Text section:
>> BEGIN
Northeastern basket weaver brings new life and color to native Bittersweet vines
July 25, 2013
If you go
What: 12th annual Breckenridge Main Street Art Festival
Where: Wellington and E. Sawmill parking lots on N. Main St. and Wellington, Breckenridge
When: 10 a.m. to 6 p.m. today through Sunday
Cost: Admission is free
More information: Visit http://www.mountainartfestivals.com
American master basket weaver Tina Puckett weaves her native Bittersweet vine in Connecticut and then weaves her way across the United States. This weekend finds her in the Kingdom of Breckenridge.
"I always wanted to come to Breckenridge for two reasons: One, I think my woven works lend themselves to this area. And two, I am very much drawn to the mountains," Puckett said. "I have not been disappointed; Breckenridge is such a beautiful place on this Earth. I can feel the vibrations and the mountains singing spiritual music."
Puckett averages 15 juried shows annually and will be at the 12th annual Breckenridge Main Street Art Festival today through Sunday.
A couple of weeks ago, Puckett was in Summit County for the Breckenridge July Art Festival, followed by shows in Edwards and Jackson Hole, Wyo. The Bittersweet vine that grows locally in Winsted, Conn., where she lives and works in her studio, influences Puckett's works.
>> END
Image location labeling entries:
>> BEGIN
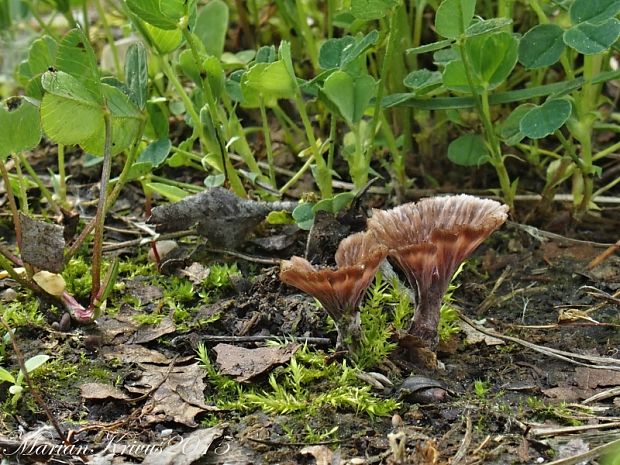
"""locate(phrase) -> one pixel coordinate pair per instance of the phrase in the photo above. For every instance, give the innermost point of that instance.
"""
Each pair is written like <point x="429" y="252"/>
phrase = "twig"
<point x="606" y="363"/>
<point x="147" y="240"/>
<point x="465" y="443"/>
<point x="243" y="339"/>
<point x="248" y="258"/>
<point x="545" y="432"/>
<point x="541" y="234"/>
<point x="585" y="456"/>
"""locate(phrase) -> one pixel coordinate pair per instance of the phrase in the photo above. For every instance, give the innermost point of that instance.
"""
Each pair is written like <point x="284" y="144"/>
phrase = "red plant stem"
<point x="101" y="209"/>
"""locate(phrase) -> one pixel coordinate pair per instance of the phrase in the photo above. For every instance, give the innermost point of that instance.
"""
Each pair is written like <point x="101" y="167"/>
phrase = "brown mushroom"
<point x="340" y="290"/>
<point x="429" y="239"/>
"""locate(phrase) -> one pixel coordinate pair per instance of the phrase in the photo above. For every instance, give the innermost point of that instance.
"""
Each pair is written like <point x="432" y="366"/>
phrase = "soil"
<point x="503" y="401"/>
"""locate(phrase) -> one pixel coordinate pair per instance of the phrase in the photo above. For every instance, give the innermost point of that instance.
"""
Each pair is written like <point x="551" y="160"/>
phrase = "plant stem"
<point x="37" y="180"/>
<point x="482" y="105"/>
<point x="293" y="179"/>
<point x="305" y="32"/>
<point x="23" y="195"/>
<point x="101" y="210"/>
<point x="122" y="179"/>
<point x="323" y="175"/>
<point x="62" y="178"/>
<point x="218" y="122"/>
<point x="333" y="121"/>
<point x="385" y="69"/>
<point x="12" y="204"/>
<point x="267" y="136"/>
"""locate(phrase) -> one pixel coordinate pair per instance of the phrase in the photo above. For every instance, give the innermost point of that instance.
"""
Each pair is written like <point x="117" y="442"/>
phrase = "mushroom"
<point x="340" y="290"/>
<point x="429" y="239"/>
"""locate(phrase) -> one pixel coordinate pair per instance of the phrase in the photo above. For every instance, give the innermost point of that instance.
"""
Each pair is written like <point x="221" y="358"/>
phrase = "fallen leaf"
<point x="188" y="449"/>
<point x="134" y="353"/>
<point x="473" y="336"/>
<point x="147" y="333"/>
<point x="592" y="378"/>
<point x="245" y="364"/>
<point x="196" y="273"/>
<point x="175" y="394"/>
<point x="100" y="391"/>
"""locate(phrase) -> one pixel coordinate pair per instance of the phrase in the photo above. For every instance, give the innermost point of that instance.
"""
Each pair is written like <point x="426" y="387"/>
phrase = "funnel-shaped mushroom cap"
<point x="340" y="290"/>
<point x="429" y="239"/>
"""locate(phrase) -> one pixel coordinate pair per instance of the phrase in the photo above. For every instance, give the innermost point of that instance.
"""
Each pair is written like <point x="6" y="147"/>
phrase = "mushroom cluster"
<point x="340" y="290"/>
<point x="428" y="240"/>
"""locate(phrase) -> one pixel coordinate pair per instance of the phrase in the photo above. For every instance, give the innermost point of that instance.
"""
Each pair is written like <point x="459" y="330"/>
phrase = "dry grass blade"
<point x="604" y="362"/>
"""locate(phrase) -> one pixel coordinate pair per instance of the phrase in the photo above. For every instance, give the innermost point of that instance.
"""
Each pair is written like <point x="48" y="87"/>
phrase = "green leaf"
<point x="172" y="193"/>
<point x="165" y="41"/>
<point x="212" y="25"/>
<point x="41" y="56"/>
<point x="303" y="214"/>
<point x="77" y="58"/>
<point x="69" y="113"/>
<point x="6" y="376"/>
<point x="20" y="126"/>
<point x="541" y="46"/>
<point x="468" y="150"/>
<point x="487" y="26"/>
<point x="510" y="132"/>
<point x="330" y="54"/>
<point x="126" y="119"/>
<point x="350" y="95"/>
<point x="590" y="39"/>
<point x="35" y="362"/>
<point x="359" y="47"/>
<point x="593" y="11"/>
<point x="422" y="80"/>
<point x="156" y="152"/>
<point x="430" y="47"/>
<point x="163" y="14"/>
<point x="136" y="74"/>
<point x="491" y="57"/>
<point x="372" y="9"/>
<point x="270" y="81"/>
<point x="545" y="119"/>
<point x="453" y="17"/>
<point x="335" y="203"/>
<point x="138" y="170"/>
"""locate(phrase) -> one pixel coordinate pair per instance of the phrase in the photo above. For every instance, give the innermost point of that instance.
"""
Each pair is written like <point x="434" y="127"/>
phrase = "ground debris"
<point x="189" y="449"/>
<point x="43" y="244"/>
<point x="100" y="391"/>
<point x="245" y="364"/>
<point x="222" y="217"/>
<point x="174" y="393"/>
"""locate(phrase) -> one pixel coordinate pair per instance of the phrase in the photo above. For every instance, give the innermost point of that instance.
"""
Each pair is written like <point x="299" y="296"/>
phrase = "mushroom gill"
<point x="429" y="239"/>
<point x="340" y="290"/>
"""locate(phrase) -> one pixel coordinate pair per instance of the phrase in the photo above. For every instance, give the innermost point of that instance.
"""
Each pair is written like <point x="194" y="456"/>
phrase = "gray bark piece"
<point x="43" y="244"/>
<point x="221" y="216"/>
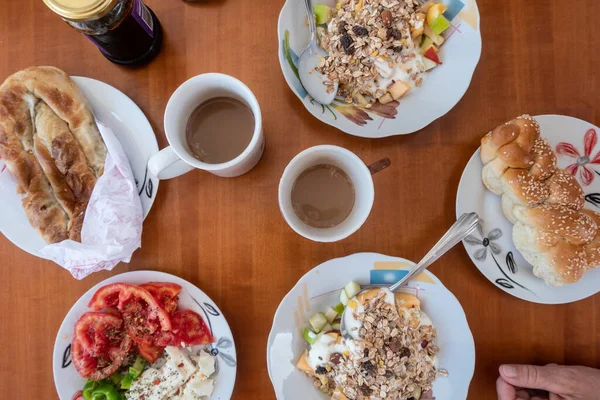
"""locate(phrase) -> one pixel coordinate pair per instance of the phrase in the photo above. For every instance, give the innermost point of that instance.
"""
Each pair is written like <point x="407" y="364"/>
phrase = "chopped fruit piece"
<point x="439" y="25"/>
<point x="435" y="11"/>
<point x="432" y="55"/>
<point x="331" y="314"/>
<point x="437" y="39"/>
<point x="303" y="365"/>
<point x="352" y="289"/>
<point x="426" y="44"/>
<point x="398" y="89"/>
<point x="318" y="322"/>
<point x="322" y="14"/>
<point x="344" y="296"/>
<point x="386" y="98"/>
<point x="309" y="336"/>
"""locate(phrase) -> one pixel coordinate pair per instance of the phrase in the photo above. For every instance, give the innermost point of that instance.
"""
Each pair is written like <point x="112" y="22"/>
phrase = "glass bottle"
<point x="127" y="32"/>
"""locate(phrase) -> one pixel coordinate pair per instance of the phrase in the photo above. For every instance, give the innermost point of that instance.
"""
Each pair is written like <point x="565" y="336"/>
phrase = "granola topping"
<point x="365" y="37"/>
<point x="393" y="357"/>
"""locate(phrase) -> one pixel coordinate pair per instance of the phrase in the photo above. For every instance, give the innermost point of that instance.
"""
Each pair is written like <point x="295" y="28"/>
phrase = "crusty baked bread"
<point x="51" y="144"/>
<point x="545" y="204"/>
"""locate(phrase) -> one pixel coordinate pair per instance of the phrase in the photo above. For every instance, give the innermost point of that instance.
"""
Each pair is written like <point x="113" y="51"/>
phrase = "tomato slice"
<point x="138" y="306"/>
<point x="99" y="345"/>
<point x="189" y="328"/>
<point x="99" y="330"/>
<point x="149" y="352"/>
<point x="166" y="293"/>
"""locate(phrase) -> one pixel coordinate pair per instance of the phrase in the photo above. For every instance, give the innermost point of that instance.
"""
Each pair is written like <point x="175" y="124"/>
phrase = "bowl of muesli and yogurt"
<point x="400" y="64"/>
<point x="414" y="344"/>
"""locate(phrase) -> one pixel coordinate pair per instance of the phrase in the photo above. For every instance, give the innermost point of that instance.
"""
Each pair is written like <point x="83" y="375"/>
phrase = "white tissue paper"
<point x="112" y="227"/>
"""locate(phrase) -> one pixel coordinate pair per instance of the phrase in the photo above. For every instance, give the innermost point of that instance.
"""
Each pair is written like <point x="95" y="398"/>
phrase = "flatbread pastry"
<point x="51" y="144"/>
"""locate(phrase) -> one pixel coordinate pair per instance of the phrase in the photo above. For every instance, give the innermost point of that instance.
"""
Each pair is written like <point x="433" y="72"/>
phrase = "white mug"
<point x="177" y="159"/>
<point x="357" y="171"/>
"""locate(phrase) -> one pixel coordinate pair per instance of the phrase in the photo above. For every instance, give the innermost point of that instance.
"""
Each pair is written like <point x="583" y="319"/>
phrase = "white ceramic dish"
<point x="66" y="377"/>
<point x="491" y="249"/>
<point x="442" y="89"/>
<point x="319" y="289"/>
<point x="113" y="108"/>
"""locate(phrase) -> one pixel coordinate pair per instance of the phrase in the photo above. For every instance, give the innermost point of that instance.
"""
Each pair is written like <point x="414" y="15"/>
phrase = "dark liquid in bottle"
<point x="134" y="40"/>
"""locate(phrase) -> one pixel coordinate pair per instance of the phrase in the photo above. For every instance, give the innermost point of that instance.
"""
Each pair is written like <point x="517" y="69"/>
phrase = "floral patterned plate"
<point x="491" y="248"/>
<point x="67" y="379"/>
<point x="441" y="90"/>
<point x="320" y="288"/>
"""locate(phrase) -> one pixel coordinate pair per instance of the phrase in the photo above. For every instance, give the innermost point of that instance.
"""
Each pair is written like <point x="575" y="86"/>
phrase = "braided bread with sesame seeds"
<point x="545" y="203"/>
>> END
Problems to solve:
#1 Output the basket weaver article word for word, everything from "A couple of" down to "influences Puckett's works.".
#2 Answer these questions using the basket weaver article:
(a) What are the festival's daily hours?
(b) In what town does Puckett live and work in her studio?
(c) How many juried shows does Puckett average each year?
The entries are not needed for any of this.

Answers below:
#1
A couple of weeks ago, Puckett was in Summit County for the Breckenridge July Art Festival, followed by shows in Edwards and Jackson Hole, Wyo. The Bittersweet vine that grows locally in Winsted, Conn., where she lives and works in her studio, influences Puckett's works.

#2
(a) 10 a.m. to 6 p.m.
(b) Winsted, Conn.
(c) 15